Page extract -
=-=-=-=-=

# Cost information for structural steel



## PipeGuy (Oct 8, 2004)

Does anyone have any cost data that will give me a reasonabl idea of what (2) of these should cost me (the steel beam not the trailer of logs)?









It's WF 36" x 256# x 32' beam - surplus. Even a rough price per pound for structural beam will help. I have a transportation quote but don't have the material cost info I need to finish up my estimate this weekend. Thank you for any help you can offer.


----------



## Glasshousebltr (Feb 9, 2004)

Hey Pipe, 
I'll PM you a phone number, My buddy could give you a good figure but he wont be in until monday and his only internet access is at the office.

Bob


----------



## lpsonbuilders (Jan 9, 2005)

*Steel prices!*

I would also check google.com search for links if you need something fast!
Steel prices.


----------



## PipeGuy (Oct 8, 2004)

Thanks for your help guys. I just checked my e-mail and lo and behold I'm not the only one working on quotes this weekend. The steel quote came in a little while ago. FYI it was $0.20 per# for 16384# plus $900 shipping from New Haven, CT. Thanks again.


----------



## PipeGuy (Oct 8, 2004)

lpsonbuilders said:


> I would also check google


That's great advice. I'm always amazed at what you can find at Google. That's how I found the surplus steel I'm looking at. My kids use the 'image' locator to find most of the pictures they need for school work.
Years ago I thought Alta Vista was the 'bees knees' but now I think it's hard to beat a good Google search.


----------

=-=-=-=-=

Work instructions -
- a) Summarize the structural steel cost thread in two sentences.
- b) Transcribe the passage of the structural steel cost thread from "Thanks for your" to "CT. Thanks again.".

=-=-=-=-=

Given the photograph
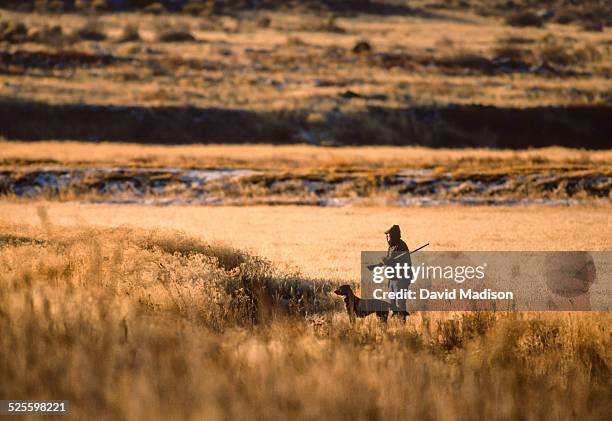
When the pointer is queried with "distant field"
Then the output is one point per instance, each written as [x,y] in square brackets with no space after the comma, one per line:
[325,243]
[427,75]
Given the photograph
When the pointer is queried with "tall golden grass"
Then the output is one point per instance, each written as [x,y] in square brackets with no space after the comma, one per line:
[141,324]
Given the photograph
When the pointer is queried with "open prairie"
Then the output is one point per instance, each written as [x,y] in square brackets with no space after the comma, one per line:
[185,184]
[108,307]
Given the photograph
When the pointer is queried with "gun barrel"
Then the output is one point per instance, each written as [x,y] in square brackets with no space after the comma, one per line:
[423,246]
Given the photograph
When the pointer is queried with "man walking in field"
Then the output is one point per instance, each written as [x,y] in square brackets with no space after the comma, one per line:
[397,253]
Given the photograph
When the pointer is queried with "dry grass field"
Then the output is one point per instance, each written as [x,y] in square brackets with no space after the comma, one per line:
[417,74]
[110,308]
[183,184]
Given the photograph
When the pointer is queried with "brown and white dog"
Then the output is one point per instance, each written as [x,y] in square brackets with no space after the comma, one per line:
[356,307]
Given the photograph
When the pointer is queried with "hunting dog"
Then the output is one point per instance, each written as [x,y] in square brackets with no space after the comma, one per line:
[356,307]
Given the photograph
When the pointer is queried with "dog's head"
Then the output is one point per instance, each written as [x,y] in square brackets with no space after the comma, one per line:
[344,290]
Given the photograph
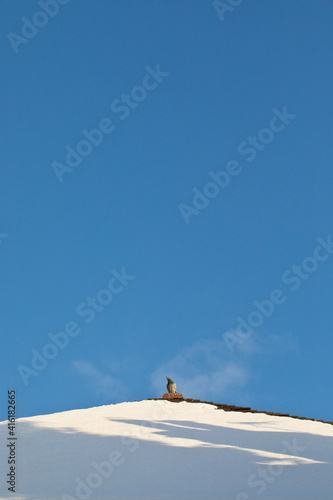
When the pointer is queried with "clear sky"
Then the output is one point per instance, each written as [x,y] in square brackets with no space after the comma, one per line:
[166,203]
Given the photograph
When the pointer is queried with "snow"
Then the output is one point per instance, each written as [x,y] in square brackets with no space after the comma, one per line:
[157,450]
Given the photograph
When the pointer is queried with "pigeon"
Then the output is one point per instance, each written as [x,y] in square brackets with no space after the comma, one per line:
[171,386]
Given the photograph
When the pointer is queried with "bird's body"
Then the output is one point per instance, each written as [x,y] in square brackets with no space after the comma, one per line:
[171,386]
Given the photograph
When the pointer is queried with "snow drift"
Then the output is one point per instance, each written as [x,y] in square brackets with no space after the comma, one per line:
[157,450]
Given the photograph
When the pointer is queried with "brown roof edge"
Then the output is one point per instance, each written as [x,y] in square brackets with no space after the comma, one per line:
[243,409]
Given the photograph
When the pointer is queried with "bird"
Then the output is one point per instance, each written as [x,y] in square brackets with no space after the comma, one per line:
[171,386]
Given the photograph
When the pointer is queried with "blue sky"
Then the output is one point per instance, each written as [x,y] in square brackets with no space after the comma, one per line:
[103,252]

=-=-=-=-=

Task-by-task results -
- a) A forum member asks for cost data on two surplus WF 36" x 256# x 32' steel beams so he can finish an estimate, noting that even a rough price per pound would help. One reply offers a phone number for someone who could give a figure and another suggests a Google search, and the original poster then reports a quote of $0.20 per pound for 16384 pounds plus $900 shipping from New Haven, CT.

- b)
Thanks for your help guys. I just checked my e-mail and lo and behold I'm not the only one working on quotes this weekend. The steel quote came in a little while ago. FYI it was $0.20 per# for 16384# plus $900 shipping from New Haven, CT. Thanks again.